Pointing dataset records
====
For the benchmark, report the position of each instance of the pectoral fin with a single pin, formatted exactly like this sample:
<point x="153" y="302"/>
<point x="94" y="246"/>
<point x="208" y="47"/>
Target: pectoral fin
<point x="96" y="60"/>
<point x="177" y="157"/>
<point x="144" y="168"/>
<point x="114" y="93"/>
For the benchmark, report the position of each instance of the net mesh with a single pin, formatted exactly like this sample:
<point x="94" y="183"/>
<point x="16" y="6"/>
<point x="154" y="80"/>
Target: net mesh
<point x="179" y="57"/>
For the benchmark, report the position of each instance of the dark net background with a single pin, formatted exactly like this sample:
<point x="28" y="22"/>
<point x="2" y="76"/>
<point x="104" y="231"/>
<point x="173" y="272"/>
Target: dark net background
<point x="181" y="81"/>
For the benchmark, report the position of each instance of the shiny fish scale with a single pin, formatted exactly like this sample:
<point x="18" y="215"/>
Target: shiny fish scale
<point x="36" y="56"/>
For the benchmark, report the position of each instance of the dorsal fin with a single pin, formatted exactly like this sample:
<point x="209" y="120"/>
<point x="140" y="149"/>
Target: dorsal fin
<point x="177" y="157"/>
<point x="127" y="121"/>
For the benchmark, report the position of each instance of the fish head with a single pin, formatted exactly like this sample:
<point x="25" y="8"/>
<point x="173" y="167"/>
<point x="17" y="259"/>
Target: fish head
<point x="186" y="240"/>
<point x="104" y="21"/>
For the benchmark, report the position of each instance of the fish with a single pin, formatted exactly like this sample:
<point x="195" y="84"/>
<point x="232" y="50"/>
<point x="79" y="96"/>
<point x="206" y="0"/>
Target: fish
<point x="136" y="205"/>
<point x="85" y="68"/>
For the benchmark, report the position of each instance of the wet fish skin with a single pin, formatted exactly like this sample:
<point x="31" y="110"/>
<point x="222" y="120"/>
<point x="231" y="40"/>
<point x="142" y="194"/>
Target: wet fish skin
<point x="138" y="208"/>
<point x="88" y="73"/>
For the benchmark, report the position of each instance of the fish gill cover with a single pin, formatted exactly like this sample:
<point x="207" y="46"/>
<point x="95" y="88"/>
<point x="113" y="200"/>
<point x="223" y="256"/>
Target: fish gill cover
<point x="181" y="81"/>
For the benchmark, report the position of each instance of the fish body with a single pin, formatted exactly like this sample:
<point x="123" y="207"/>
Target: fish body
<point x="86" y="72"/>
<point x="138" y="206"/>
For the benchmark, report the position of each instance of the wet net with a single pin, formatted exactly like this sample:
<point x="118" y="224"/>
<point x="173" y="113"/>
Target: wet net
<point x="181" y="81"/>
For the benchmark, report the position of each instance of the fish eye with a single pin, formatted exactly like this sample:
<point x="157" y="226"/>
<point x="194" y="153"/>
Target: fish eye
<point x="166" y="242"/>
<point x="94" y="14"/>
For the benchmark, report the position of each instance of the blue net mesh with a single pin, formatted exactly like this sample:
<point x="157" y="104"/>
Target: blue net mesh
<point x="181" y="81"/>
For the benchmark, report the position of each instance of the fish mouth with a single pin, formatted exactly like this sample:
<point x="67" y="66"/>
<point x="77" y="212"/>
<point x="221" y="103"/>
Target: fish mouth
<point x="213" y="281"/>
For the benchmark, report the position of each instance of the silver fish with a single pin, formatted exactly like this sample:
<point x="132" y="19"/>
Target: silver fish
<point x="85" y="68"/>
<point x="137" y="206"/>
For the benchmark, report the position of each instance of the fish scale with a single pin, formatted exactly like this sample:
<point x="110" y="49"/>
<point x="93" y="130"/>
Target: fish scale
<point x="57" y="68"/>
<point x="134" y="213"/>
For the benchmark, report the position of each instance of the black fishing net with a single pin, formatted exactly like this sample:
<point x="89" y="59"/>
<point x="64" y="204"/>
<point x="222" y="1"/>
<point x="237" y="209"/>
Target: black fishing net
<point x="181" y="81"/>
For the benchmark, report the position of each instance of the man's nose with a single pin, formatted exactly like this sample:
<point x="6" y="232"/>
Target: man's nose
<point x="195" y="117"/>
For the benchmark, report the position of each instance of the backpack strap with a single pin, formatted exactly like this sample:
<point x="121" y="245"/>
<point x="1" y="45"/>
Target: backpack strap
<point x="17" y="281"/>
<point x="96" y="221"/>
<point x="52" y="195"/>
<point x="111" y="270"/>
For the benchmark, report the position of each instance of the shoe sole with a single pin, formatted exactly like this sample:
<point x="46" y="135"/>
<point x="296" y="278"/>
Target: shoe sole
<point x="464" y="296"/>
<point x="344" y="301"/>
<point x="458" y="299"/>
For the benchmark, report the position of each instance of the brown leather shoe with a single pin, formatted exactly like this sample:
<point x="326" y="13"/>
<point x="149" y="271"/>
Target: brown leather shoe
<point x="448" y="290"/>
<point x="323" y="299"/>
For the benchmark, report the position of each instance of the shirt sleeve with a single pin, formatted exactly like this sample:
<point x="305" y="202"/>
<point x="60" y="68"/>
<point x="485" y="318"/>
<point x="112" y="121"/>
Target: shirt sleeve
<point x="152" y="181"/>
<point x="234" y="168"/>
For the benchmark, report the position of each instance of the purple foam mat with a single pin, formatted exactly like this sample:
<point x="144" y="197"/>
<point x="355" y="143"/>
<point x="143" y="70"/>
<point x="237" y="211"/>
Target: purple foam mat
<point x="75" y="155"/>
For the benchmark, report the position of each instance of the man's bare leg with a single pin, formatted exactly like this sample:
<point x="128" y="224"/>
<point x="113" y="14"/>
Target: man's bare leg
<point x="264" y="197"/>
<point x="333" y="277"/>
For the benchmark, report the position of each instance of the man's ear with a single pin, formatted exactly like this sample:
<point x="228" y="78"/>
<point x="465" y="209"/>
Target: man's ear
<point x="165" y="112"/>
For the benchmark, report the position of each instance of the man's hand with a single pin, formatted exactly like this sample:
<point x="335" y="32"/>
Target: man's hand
====
:: Work to be completed ::
Take the entries above and copy them out exactly.

:: Exercise output ::
For the benchmark, report the position of each instance of the pectoral fin with a single pin, formatted exactly like this sample:
<point x="153" y="302"/>
<point x="94" y="246"/>
<point x="208" y="47"/>
Target: pectoral fin
<point x="96" y="60"/>
<point x="177" y="157"/>
<point x="144" y="168"/>
<point x="114" y="93"/>
For the benchmark, report the position of each instance of the net mesh with a single pin, formatted exactly like this sample:
<point x="94" y="183"/>
<point x="16" y="6"/>
<point x="154" y="80"/>
Target: net mesh
<point x="179" y="57"/>
For the benchmark, report the position of each instance of the dark net background with a single pin, formatted exactly like this sample:
<point x="28" y="22"/>
<point x="2" y="76"/>
<point x="104" y="231"/>
<point x="173" y="272"/>
Target: dark net background
<point x="181" y="81"/>
For the benchmark, report the position of each instance of the shiny fish scale with a single pin, formatted exactly like this sample:
<point x="18" y="215"/>
Target: shiny fish scale
<point x="36" y="56"/>
For the benchmark, report the position of each instance of the dorsal fin with a single pin, formatted exactly like this sample:
<point x="209" y="120"/>
<point x="140" y="149"/>
Target: dorsal fin
<point x="177" y="157"/>
<point x="127" y="121"/>
For the benchmark, report the position of each instance of the fish head with a single pin, formatted exactly like this sample:
<point x="25" y="8"/>
<point x="173" y="167"/>
<point x="17" y="259"/>
Target: fish head
<point x="186" y="240"/>
<point x="104" y="21"/>
For the benchmark, report the position of each instance of the fish with a single pin, formatted exactly like this sample:
<point x="195" y="84"/>
<point x="232" y="50"/>
<point x="79" y="96"/>
<point x="206" y="0"/>
Target: fish
<point x="136" y="205"/>
<point x="85" y="68"/>
For the benchmark, report the position of each instance of the wet fish skin with a single pin, formatted exactly like this sample:
<point x="31" y="110"/>
<point x="222" y="120"/>
<point x="231" y="40"/>
<point x="142" y="194"/>
Target: wet fish skin
<point x="138" y="208"/>
<point x="88" y="73"/>
For the benchmark, report the position of each instance of the fish gill cover with a single pin, formatted exactly like this sample:
<point x="207" y="46"/>
<point x="95" y="88"/>
<point x="113" y="200"/>
<point x="223" y="256"/>
Target: fish gill cover
<point x="181" y="81"/>
For the benchmark, report the position of each instance of the fish body with a single pin, formatted exactly like this sample:
<point x="123" y="207"/>
Target: fish body
<point x="86" y="72"/>
<point x="138" y="206"/>
For the benchmark, report the position of each instance of the wet net with a single pin, formatted exactly like this sample:
<point x="118" y="224"/>
<point x="173" y="113"/>
Target: wet net
<point x="181" y="81"/>
For the benchmark, report the position of each instance of the fish eye with a single pin, formatted exactly like this sample:
<point x="157" y="226"/>
<point x="194" y="153"/>
Target: fish eye
<point x="166" y="242"/>
<point x="94" y="14"/>
For the benchmark, report the position of each instance of the blue net mesh with a single pin, formatted exactly like this sample:
<point x="157" y="104"/>
Target: blue net mesh
<point x="181" y="81"/>
For the benchmark, report the position of each instance of the fish mouth with a single pin, formatted exactly like this sample:
<point x="67" y="66"/>
<point x="77" y="212"/>
<point x="221" y="103"/>
Target: fish mouth
<point x="213" y="281"/>
For the benchmark, report the position of each instance of the silver fish with a single pin, formatted exactly like this sample:
<point x="132" y="19"/>
Target: silver fish
<point x="85" y="68"/>
<point x="137" y="206"/>
For the benchmark, report the position of each instance of the fish scale with a single pin, formatted exactly like this sample:
<point x="110" y="49"/>
<point x="93" y="130"/>
Target: fish scale
<point x="57" y="68"/>
<point x="134" y="213"/>
For the benchmark, report the position of each instance of the black fishing net with a single pin, formatted exactly like this sample:
<point x="89" y="59"/>
<point x="64" y="204"/>
<point x="222" y="1"/>
<point x="237" y="209"/>
Target: black fishing net
<point x="181" y="81"/>
For the benchmark, report the position of each instance of the man's nose with a single pin, formatted exactly like this sample:
<point x="6" y="232"/>
Target: man's nose
<point x="195" y="117"/>
For the benchmark, report the position of each instance of the backpack strap with a single pin, formatted exactly like this sample:
<point x="121" y="245"/>
<point x="1" y="45"/>
Target: backpack strap
<point x="17" y="281"/>
<point x="96" y="221"/>
<point x="52" y="195"/>
<point x="111" y="270"/>
For the benchmark, report the position of each instance of the shoe sole with a single pin, formatted exactly like this sample:
<point x="46" y="135"/>
<point x="296" y="278"/>
Target: shoe sole
<point x="464" y="296"/>
<point x="344" y="301"/>
<point x="458" y="299"/>
For the benchmark, report the position of each instance of the brown leather shoe with a single pin, formatted exactly like this sample:
<point x="326" y="13"/>
<point x="149" y="271"/>
Target: brown leather shoe
<point x="448" y="290"/>
<point x="323" y="299"/>
For the benchmark, report the position of each instance of the shirt sleeve with a single pin, formatted exactly like this sample:
<point x="305" y="202"/>
<point x="60" y="68"/>
<point x="485" y="318"/>
<point x="112" y="121"/>
Target: shirt sleeve
<point x="152" y="181"/>
<point x="234" y="168"/>
For the benchmark, report the position of each instance of the purple foam mat with a single pin, formatted exactly like this sample:
<point x="144" y="197"/>
<point x="355" y="143"/>
<point x="143" y="70"/>
<point x="237" y="211"/>
Target: purple foam mat
<point x="75" y="155"/>
For the benchmark, report the position of each instance of the man's bare leg with a single pin, formatted exactly like this sample:
<point x="128" y="224"/>
<point x="113" y="14"/>
Target: man's bare leg
<point x="264" y="197"/>
<point x="333" y="277"/>
For the benchmark, report the position of each instance of the man's ear with a single pin, formatted exactly like this sample:
<point x="228" y="78"/>
<point x="465" y="209"/>
Target: man's ear
<point x="165" y="112"/>
For the benchmark, report the position of each instance of the man's hand with a single pin, formatted exactly like this sample:
<point x="335" y="32"/>
Target: man's hand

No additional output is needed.